[Questions to answer]
a) Answer these questions from the text on forex trading:
(i) How many 1 mini lot trades does the writer think nothing of having in play on one currency pair?
(ii) With less than what amount in a broker account does the writer advise trading with Micro and Mini lots?
(iii) Which currency pair does the writer trade much differently from the GBP/USD?
b) Retype the passage of the text on forex trading starting at "Look, If I have" and ending at "medium to longer-term.".

[Given text]
-*-*-

I think nothing of having 10 x 1 mini lot trades in play on one currency pair. If the RISK is acceptable, it is not an issue. I have greater flexibility to react.
If you trade with a small account you need to decide at the outset;
“Am I here for the long haul or do I want to place my account at risk from day one by trading too large a position size”.
A very basic question BUT I have seen it all and talked it through with numerous over-traders who were in FX with a get rich quick approach. Thankfully most of these traders have switched to Cryptocurrency trading.
Look, If I have a larger account to trade with fine, I can trade with a mixture of Mini and Standard lots. If you trade with less than USD$10,000 in your broker account, you should in my opinion trade with Micro and Mini lots. You cut your cloth accordingly, and over time with a sound RISK MANAGEMENT approach, your account should grow organically over the medium to longer-term.
Moving on and getting back on track...
Having proper RISK MANAGEMENT in place, also eliminates the RISK that you will wipe out your account if you chase bad trades through revenge trading etc.
It’s all about MINDSET.
Everything in life whether trading Forex or not is about your MINDSET and how you apply yourself.
You need a TRADE PLAN that encompasses many strategies to cover all the various currency pairs you intend to trade. I trade the GBP/NZD much different to the way that I approach trading the GBP/USD.

-*-*-

(Dataset lines)
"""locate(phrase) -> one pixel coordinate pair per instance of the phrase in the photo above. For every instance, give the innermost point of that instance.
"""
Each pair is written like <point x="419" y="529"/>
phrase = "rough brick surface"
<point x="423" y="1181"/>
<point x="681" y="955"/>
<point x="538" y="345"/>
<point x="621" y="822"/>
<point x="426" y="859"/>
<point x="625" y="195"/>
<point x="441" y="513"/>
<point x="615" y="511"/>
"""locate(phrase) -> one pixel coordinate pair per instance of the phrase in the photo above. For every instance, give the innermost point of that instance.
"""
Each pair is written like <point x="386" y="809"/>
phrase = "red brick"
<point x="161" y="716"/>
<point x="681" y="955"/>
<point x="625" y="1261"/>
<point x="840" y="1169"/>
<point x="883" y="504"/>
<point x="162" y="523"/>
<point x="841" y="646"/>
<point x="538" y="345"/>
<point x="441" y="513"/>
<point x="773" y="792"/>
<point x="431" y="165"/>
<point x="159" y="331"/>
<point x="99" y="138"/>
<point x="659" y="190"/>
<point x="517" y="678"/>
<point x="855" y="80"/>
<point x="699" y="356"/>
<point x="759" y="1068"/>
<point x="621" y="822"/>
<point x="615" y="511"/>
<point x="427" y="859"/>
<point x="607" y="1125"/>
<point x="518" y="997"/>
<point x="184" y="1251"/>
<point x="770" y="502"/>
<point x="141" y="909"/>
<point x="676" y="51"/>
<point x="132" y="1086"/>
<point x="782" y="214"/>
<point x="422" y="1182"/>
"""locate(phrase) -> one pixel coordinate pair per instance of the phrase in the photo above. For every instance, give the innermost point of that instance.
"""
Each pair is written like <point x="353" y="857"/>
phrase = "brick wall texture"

-*-*-

[Numbered answers]
a)
(i) 10
(ii) USD$10,000
(iii) GBP/NZD

b)
Look, If I have a larger account to trade with fine, I can trade with a mixture of Mini and Standard lots. If you trade with less than USD$10,000 in your broker account, you should in my opinion trade with Micro and Mini lots. You cut your cloth accordingly, and over time with a sound RISK MANAGEMENT approach, your account should grow organically over the medium to longer-term.